▶ What is being asked
Copy every one of the following entries verbatim, leaving each character unchanged.
--- Information supplied ---
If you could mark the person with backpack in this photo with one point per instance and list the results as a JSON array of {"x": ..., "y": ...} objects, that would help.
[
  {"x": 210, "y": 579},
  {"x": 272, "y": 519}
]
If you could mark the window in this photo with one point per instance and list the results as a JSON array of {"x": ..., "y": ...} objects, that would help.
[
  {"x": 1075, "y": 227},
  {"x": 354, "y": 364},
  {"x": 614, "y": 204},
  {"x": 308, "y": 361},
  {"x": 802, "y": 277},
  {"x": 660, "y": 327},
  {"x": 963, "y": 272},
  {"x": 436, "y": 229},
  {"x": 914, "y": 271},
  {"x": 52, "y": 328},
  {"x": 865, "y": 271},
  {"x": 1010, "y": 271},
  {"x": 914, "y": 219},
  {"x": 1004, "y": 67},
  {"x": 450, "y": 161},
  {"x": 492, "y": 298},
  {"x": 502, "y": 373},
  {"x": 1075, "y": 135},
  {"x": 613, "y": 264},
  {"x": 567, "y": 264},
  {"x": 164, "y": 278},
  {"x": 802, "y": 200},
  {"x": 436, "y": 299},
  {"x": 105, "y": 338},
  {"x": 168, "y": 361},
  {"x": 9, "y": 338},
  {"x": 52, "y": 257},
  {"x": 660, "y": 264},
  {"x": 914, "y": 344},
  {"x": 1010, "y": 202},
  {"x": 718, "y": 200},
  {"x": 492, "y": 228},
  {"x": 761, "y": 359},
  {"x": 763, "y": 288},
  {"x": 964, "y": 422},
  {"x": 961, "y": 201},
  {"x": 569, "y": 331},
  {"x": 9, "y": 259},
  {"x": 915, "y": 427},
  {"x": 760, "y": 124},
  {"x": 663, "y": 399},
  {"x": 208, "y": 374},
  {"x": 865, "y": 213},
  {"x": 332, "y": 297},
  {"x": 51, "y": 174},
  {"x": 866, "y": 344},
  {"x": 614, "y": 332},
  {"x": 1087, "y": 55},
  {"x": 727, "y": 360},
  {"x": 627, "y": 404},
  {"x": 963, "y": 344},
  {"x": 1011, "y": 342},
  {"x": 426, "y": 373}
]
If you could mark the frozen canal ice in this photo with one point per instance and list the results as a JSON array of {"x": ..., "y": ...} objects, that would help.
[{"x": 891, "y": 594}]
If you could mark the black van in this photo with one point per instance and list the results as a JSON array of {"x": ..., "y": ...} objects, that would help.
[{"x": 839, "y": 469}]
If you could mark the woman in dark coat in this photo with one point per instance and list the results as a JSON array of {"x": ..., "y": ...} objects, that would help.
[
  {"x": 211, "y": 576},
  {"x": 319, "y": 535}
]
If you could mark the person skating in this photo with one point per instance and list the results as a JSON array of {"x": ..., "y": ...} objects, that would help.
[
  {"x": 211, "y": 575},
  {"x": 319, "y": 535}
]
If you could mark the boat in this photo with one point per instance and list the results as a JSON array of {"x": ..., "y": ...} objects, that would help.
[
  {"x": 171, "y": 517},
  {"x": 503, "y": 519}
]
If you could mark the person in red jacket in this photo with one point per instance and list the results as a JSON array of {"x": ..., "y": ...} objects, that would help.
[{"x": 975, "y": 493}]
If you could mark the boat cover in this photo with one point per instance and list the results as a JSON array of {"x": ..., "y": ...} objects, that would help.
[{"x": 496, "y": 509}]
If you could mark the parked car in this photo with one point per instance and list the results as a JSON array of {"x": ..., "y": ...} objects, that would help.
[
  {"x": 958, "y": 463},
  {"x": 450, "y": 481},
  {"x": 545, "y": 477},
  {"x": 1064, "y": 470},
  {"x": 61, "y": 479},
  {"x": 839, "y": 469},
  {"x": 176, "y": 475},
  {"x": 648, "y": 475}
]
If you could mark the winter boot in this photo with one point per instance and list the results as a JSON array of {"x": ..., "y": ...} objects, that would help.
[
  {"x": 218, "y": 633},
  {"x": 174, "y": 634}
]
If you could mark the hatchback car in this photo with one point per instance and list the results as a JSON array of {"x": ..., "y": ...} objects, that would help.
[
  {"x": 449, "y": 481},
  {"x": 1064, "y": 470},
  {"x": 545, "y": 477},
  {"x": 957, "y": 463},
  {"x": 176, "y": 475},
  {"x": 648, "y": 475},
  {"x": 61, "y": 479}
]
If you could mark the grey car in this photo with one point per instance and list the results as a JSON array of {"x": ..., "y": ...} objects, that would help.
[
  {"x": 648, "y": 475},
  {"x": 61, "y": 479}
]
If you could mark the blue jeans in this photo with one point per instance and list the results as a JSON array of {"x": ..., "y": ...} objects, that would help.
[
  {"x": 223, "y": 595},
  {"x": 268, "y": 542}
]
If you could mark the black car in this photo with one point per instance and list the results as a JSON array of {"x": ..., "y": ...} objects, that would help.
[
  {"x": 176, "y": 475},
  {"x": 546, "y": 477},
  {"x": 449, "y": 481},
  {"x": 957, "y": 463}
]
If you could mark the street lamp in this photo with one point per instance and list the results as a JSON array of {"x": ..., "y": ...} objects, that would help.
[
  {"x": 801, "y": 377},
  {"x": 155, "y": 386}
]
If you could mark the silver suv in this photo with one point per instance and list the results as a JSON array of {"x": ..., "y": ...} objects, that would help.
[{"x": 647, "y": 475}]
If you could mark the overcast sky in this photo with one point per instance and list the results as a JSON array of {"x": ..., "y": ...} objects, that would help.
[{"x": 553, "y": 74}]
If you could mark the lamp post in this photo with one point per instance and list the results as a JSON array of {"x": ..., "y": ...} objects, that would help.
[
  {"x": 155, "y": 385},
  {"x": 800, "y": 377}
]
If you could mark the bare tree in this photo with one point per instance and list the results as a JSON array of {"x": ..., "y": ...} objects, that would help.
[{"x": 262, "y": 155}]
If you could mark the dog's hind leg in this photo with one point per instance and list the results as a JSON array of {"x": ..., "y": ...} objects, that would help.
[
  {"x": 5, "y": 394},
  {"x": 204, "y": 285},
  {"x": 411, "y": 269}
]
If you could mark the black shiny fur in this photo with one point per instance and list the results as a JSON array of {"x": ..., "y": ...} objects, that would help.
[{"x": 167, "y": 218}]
---
▶ Written reply
If you could mark the person with backpack in this photo with one point per instance and list the results as a JSON array of {"x": ..., "y": ...} objects, that would help.
[
  {"x": 210, "y": 579},
  {"x": 272, "y": 519}
]
If you could mark the window in this photo with one point per instance and list the results as a JSON array of {"x": ..., "y": ...} objects, that would help.
[
  {"x": 1075, "y": 227},
  {"x": 354, "y": 364},
  {"x": 614, "y": 204},
  {"x": 308, "y": 361},
  {"x": 802, "y": 277},
  {"x": 660, "y": 327},
  {"x": 963, "y": 272},
  {"x": 436, "y": 229},
  {"x": 914, "y": 271},
  {"x": 52, "y": 328},
  {"x": 865, "y": 271},
  {"x": 1010, "y": 271},
  {"x": 914, "y": 219},
  {"x": 1004, "y": 67},
  {"x": 450, "y": 161},
  {"x": 492, "y": 298},
  {"x": 502, "y": 373},
  {"x": 1075, "y": 135},
  {"x": 613, "y": 264},
  {"x": 567, "y": 264},
  {"x": 164, "y": 278},
  {"x": 802, "y": 200},
  {"x": 436, "y": 299},
  {"x": 105, "y": 338},
  {"x": 168, "y": 361},
  {"x": 9, "y": 338},
  {"x": 52, "y": 257},
  {"x": 660, "y": 264},
  {"x": 914, "y": 344},
  {"x": 1010, "y": 202},
  {"x": 718, "y": 200},
  {"x": 492, "y": 228},
  {"x": 761, "y": 359},
  {"x": 763, "y": 288},
  {"x": 964, "y": 422},
  {"x": 961, "y": 201},
  {"x": 569, "y": 331},
  {"x": 9, "y": 259},
  {"x": 915, "y": 427},
  {"x": 760, "y": 124},
  {"x": 663, "y": 399},
  {"x": 208, "y": 374},
  {"x": 865, "y": 213},
  {"x": 332, "y": 297},
  {"x": 51, "y": 174},
  {"x": 866, "y": 344},
  {"x": 614, "y": 332},
  {"x": 1087, "y": 55},
  {"x": 727, "y": 360},
  {"x": 627, "y": 404},
  {"x": 963, "y": 344},
  {"x": 1011, "y": 342},
  {"x": 426, "y": 373}
]
If you could mark the frozen canal ice in this photo with one point per instance and list the results as a JSON array of {"x": ..., "y": ...} objects, that would help.
[{"x": 891, "y": 594}]
If you could mark the black van in this photo with one point per instance and list the results as a JSON array of {"x": ..., "y": ...} objects, that would help.
[{"x": 839, "y": 469}]
If you could mark the woman in dark coat in this photo with one point per instance and list the results as a JSON array of {"x": ..., "y": ...} objects, that would help.
[
  {"x": 211, "y": 576},
  {"x": 319, "y": 535}
]
If you could mark the person skating in this photo with one point per instance and list the results as a JSON array of {"x": ..., "y": ...} objects, that would help.
[
  {"x": 211, "y": 575},
  {"x": 319, "y": 535}
]
If you could mark the boat in this photo with one point per instance and list the results as a JSON array of {"x": ..., "y": ...} objects, that would help.
[
  {"x": 171, "y": 517},
  {"x": 503, "y": 519}
]
If you could mark the person in red jacket in this photo with one point per instance and list the results as a JSON array of {"x": ..., "y": ...} objects, that would help.
[{"x": 975, "y": 493}]
If you could mark the boat cover in this photo with one point per instance and list the results as a JSON array of {"x": ..., "y": ...} objects, that would help.
[{"x": 496, "y": 509}]
If you could mark the parked car in this photo with one point per instance and list the results as a JSON array of {"x": ..., "y": ...} objects, that would help.
[
  {"x": 958, "y": 463},
  {"x": 450, "y": 481},
  {"x": 545, "y": 477},
  {"x": 1064, "y": 470},
  {"x": 61, "y": 479},
  {"x": 839, "y": 469},
  {"x": 176, "y": 475},
  {"x": 648, "y": 475}
]
If you could mark the winter boot in this photo with one point per instance and list the results as a JSON array of {"x": ..., "y": ...} objects, that would help.
[
  {"x": 218, "y": 633},
  {"x": 174, "y": 634}
]
If you could mark the hatchback car in this photo with one point per instance and list the results as a JSON array of {"x": ..., "y": ...} objects, that would help.
[
  {"x": 449, "y": 481},
  {"x": 1064, "y": 470},
  {"x": 545, "y": 477},
  {"x": 957, "y": 463},
  {"x": 176, "y": 475},
  {"x": 648, "y": 475},
  {"x": 61, "y": 479}
]
If you could mark the grey car in this photo with one point per instance and list the results as a JSON array of {"x": ..., "y": ...} objects, that would help.
[
  {"x": 648, "y": 475},
  {"x": 61, "y": 479}
]
If you could mark the blue jeans in this photo with one point per instance and list the results as a JSON array of {"x": ..., "y": ...} objects, that would help.
[
  {"x": 223, "y": 595},
  {"x": 268, "y": 542}
]
If you could mark the black car in this photo with one point per instance and list the results as a JSON array of {"x": ..., "y": ...} objects, that would help.
[
  {"x": 176, "y": 475},
  {"x": 546, "y": 477},
  {"x": 449, "y": 481},
  {"x": 957, "y": 463}
]
If you could mark the street lamp in this photo with one point per instance and list the results as a JSON array of {"x": ..., "y": ...} objects, that would help.
[
  {"x": 801, "y": 377},
  {"x": 155, "y": 386}
]
If you could mark the silver suv in this photo with one point per instance and list the results as a JSON array of {"x": ..., "y": ...} objects, that would help.
[{"x": 647, "y": 475}]
If you could mark the overcast sky in this photo with one point per instance and list the results as a JSON array of {"x": ..., "y": ...} objects, that would help.
[{"x": 553, "y": 74}]
If you could mark the lamp post in this photo with one point per instance and list the results as a JSON array of {"x": ..., "y": ...} objects, that would help.
[
  {"x": 155, "y": 385},
  {"x": 800, "y": 377}
]
If you could mark the bare tree in this photo with one point per instance and list the results as a JSON array of {"x": ..., "y": ...} objects, that would help.
[{"x": 262, "y": 155}]
If you could mark the dog's hind leg in this photo with one point per instance and list the results as a JSON array of {"x": ..., "y": ...} objects, that would help.
[
  {"x": 5, "y": 394},
  {"x": 204, "y": 285},
  {"x": 411, "y": 269}
]
If you could mark the black shiny fur in this photo with one point per instance and list the results as a JSON array of {"x": ..., "y": ...} objects, that would help.
[{"x": 167, "y": 218}]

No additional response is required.